* AIM OF THE TASK:
How many of the lines below contain the string "sleeve", matching case? Reply with the number only.

[start PROVIDED RECORDS]

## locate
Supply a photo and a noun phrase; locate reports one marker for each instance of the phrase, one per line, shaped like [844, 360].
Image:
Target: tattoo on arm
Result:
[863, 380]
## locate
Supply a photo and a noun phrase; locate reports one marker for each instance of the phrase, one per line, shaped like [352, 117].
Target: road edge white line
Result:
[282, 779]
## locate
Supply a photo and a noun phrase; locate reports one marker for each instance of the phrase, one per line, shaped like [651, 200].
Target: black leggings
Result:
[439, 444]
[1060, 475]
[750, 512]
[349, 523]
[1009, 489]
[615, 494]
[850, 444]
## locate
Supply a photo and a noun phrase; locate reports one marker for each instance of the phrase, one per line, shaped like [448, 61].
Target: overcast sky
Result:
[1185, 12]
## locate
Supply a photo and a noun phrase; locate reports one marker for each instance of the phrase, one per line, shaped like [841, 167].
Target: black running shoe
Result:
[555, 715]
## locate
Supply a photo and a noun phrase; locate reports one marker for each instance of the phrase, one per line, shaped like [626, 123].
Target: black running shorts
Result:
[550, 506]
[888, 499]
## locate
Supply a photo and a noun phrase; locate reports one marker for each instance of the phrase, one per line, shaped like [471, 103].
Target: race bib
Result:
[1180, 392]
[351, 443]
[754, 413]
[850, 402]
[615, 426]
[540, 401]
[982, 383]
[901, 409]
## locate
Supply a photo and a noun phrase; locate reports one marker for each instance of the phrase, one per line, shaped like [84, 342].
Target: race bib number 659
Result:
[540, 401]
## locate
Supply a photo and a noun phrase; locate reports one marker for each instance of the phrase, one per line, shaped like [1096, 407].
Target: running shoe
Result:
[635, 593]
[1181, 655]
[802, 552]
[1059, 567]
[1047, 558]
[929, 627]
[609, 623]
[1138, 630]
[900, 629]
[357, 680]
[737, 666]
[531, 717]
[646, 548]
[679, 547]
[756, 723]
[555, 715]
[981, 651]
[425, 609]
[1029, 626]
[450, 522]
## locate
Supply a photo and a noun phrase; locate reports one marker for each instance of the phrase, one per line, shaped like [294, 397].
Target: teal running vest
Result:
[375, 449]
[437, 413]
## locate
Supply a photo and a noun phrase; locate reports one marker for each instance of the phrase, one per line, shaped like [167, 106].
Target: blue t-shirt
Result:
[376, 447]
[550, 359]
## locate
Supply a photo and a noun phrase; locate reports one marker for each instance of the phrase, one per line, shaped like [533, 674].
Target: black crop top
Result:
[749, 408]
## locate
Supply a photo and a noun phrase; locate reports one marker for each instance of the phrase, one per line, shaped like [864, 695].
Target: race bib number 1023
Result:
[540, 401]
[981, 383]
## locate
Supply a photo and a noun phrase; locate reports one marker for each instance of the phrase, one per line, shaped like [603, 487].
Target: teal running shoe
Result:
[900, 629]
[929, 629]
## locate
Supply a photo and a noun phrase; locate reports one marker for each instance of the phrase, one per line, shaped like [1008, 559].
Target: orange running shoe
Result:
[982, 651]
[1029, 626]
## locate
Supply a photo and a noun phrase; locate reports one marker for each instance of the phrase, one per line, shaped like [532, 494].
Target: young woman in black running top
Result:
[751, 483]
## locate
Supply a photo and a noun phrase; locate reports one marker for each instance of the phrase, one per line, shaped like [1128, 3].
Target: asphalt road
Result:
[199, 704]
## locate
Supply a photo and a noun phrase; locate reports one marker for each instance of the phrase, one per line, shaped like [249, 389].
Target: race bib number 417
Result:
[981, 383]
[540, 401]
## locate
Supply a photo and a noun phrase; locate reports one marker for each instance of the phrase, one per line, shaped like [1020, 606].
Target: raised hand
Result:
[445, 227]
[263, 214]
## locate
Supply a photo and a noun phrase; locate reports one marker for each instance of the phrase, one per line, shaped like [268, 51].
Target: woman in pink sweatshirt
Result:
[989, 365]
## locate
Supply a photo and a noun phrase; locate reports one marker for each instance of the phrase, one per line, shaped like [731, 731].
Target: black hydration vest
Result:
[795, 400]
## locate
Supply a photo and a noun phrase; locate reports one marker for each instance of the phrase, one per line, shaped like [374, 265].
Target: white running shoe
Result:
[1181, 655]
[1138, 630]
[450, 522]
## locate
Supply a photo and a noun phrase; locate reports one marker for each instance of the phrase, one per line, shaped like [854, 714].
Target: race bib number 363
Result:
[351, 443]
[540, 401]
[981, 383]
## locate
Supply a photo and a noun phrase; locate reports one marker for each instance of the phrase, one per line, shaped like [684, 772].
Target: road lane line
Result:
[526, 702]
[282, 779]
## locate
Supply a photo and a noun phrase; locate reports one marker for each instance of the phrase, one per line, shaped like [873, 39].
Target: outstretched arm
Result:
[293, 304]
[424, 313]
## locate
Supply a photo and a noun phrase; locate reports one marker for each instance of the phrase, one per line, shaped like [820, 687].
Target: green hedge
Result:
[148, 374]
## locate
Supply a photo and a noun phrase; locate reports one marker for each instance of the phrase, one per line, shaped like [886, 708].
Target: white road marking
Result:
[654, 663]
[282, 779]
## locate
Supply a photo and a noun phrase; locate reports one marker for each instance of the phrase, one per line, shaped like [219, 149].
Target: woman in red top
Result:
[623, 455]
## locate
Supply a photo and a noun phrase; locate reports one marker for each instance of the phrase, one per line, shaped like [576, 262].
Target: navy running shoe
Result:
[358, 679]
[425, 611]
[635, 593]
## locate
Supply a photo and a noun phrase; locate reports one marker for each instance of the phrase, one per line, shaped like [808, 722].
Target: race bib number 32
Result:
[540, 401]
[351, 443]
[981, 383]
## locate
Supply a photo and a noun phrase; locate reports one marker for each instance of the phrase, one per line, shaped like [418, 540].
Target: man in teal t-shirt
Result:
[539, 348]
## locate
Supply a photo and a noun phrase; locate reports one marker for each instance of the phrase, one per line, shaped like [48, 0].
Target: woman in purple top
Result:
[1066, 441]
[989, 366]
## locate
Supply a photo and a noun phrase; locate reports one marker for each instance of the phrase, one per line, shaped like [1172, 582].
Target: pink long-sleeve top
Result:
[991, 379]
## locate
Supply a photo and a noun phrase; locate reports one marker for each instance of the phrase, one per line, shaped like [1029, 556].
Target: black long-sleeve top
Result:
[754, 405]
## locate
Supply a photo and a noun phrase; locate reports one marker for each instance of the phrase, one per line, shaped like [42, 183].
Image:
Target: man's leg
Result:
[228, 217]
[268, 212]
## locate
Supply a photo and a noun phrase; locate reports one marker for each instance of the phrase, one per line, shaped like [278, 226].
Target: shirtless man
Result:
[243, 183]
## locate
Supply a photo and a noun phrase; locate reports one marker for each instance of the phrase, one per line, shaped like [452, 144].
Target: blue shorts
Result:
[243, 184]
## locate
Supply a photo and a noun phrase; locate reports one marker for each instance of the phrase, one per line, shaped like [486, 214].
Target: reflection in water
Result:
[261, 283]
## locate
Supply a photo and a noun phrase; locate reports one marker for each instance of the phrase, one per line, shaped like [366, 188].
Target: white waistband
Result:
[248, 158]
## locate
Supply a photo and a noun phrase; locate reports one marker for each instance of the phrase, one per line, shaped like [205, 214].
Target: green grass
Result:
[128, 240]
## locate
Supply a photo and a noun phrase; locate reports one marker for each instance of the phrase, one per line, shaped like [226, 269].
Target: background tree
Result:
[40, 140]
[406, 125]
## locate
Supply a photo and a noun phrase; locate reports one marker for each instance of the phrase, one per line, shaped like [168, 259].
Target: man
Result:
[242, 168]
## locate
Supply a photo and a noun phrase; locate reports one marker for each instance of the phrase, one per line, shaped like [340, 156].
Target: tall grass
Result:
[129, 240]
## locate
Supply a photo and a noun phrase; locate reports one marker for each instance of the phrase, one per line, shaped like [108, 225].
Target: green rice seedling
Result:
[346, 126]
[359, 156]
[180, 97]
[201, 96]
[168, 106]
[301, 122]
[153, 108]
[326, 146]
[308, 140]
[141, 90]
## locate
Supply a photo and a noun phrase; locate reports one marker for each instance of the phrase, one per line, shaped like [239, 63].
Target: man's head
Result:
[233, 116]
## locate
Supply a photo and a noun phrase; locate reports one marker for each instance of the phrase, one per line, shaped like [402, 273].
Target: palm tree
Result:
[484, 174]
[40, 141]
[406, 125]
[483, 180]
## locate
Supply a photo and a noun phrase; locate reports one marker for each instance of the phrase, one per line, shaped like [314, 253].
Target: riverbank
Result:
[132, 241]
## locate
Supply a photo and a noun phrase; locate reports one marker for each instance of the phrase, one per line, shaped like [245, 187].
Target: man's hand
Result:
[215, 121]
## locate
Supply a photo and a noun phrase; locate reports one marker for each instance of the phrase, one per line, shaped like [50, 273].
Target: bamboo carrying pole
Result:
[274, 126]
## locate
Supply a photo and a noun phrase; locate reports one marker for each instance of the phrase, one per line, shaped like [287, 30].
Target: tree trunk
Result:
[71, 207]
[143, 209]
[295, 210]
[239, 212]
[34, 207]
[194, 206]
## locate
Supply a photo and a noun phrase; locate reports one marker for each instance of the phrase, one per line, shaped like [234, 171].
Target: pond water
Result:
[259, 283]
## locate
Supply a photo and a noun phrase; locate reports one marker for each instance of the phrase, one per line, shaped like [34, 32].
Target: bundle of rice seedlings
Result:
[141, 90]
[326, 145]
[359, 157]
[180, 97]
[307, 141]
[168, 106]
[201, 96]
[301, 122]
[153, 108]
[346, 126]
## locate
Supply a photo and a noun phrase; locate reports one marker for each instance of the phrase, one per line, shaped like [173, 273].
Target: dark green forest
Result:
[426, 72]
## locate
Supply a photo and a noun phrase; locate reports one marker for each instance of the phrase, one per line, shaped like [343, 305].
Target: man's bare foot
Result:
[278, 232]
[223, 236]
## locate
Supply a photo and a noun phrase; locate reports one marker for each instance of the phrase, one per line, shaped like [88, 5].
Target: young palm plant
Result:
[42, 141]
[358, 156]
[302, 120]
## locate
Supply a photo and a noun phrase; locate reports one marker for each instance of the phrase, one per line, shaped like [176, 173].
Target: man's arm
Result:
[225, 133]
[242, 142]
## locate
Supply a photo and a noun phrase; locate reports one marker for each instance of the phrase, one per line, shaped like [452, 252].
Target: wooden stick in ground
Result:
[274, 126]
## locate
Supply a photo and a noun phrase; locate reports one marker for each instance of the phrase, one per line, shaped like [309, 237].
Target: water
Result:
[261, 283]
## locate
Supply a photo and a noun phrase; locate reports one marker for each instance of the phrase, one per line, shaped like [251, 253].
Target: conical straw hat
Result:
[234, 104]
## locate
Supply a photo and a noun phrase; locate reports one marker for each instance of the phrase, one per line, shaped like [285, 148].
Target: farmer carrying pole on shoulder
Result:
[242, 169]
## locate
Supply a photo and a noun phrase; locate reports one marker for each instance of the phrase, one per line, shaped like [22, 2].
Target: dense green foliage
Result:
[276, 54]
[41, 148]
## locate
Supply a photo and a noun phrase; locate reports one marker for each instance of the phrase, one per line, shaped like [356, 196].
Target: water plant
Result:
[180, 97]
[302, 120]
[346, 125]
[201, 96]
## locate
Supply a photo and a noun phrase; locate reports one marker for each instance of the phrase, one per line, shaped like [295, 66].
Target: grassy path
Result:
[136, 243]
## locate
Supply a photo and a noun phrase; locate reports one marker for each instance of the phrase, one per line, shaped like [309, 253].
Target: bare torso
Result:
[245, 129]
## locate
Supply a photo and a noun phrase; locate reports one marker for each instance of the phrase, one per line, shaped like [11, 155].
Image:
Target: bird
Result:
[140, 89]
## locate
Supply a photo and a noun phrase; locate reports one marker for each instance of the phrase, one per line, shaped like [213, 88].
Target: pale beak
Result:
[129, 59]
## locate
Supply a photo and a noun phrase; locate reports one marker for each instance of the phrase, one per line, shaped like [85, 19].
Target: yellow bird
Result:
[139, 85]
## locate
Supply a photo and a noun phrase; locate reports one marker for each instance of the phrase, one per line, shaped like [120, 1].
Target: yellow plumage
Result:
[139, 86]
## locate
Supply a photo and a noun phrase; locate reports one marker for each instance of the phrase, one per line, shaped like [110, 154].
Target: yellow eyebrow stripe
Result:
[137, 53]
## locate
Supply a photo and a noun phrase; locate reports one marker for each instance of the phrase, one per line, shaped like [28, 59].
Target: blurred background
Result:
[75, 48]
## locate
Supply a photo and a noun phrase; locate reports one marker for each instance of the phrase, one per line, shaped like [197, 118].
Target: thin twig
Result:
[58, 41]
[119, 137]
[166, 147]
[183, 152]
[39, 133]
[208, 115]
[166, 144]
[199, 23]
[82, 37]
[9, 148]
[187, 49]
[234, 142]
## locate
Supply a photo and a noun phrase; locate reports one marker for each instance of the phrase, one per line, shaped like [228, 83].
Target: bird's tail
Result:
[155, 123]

[end PROVIDED RECORDS]

* WRITTEN ANSWER:
2